*WHAT THIS TASK INVOLVES:* Lines from the first one down to the one containing "Query: arched window" in the data below are the only ones needed; please return them exactly, both ends included.

·····

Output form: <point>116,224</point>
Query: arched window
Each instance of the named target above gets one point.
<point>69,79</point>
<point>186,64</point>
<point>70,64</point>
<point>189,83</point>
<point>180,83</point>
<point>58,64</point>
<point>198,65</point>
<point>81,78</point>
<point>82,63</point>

·····

*REPLY TO THE TASK:*
Output form: <point>116,224</point>
Query: arched window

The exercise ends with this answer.